- Activity 1: List every kind of material that the article below on Muriel Rukeyser's poem "The Book of the Dead" says the poem mixes together.
- Activity 2: Write the next part of the article below on Muriel Rukeyser's poem "The Book of the Dead," picking up after its last sentence.

- Quoted passage:
= Beginning of Section =

= The Book of the Dead (poem) =

1938 poem by Muriel Rukeyser

The Book of the Dead is a long narrative poem written by Muriel Rukeyser, appearing in her collection US 1. Published in 1938, the poem deals with the Hawks Nest Tunnel disaster (also known as the Gauley Tunnel Tragedy) in which predominantly poor, migrant mine workers in Gauley Bridge, West Virginia, were afflicted by the occupational mining disease silicosis.

Over the course of twenty poems, beginning with "The Road" and ending with "The Book of the Dead," Rukeyser takes her readers on a journey into the disaster. The poem mixes and intersperses, in a modernist and documentary manner, testimony from the disaster, lines from the ancient Egyptian Book of the Dead, and lines from the Biblical story of Absalom. The title emerges from the Egyptian text, with Rukeyser quoting or referencing the ancient work throughout.

= End of Section =

- Given records:
= Beginning of Section =

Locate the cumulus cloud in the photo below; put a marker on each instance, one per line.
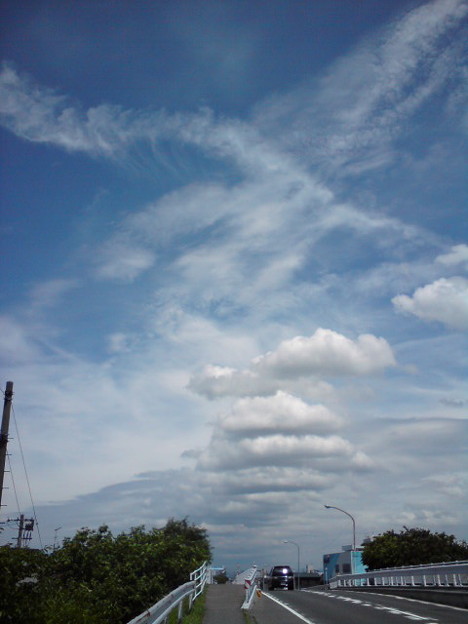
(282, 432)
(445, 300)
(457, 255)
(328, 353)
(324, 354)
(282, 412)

= End of Section =
= Beginning of Section =

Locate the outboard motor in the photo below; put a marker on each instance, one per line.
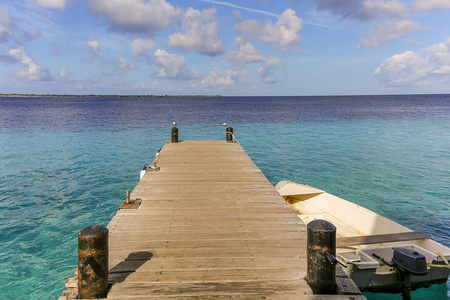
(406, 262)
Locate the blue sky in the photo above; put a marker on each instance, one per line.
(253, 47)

= End of Section =

- Exercise response 1:
- testimony from the disaster
- lines from the ancient Egyptian Book of the Dead
- lines from the Biblical story of Absalom

- Exercise response 2:
There were various other influences on Rukeyser's poem; a key influence was "The Waste Land" by T. S. Eliot.

As part of her experiential research for the poem, Rukeyser visited Gauley Bridge with Nancy Naumburg in 1936.

Since its publication in 1938, The Book of the Dead has helped establish Rukeyser as an important twentieth century poet. It is a key example of the 1930s and 1940s tradition of documentary poetry and poetics, a tradition which documentary poetics practitioner Mark Nowak describes as "lefter-than-liberal."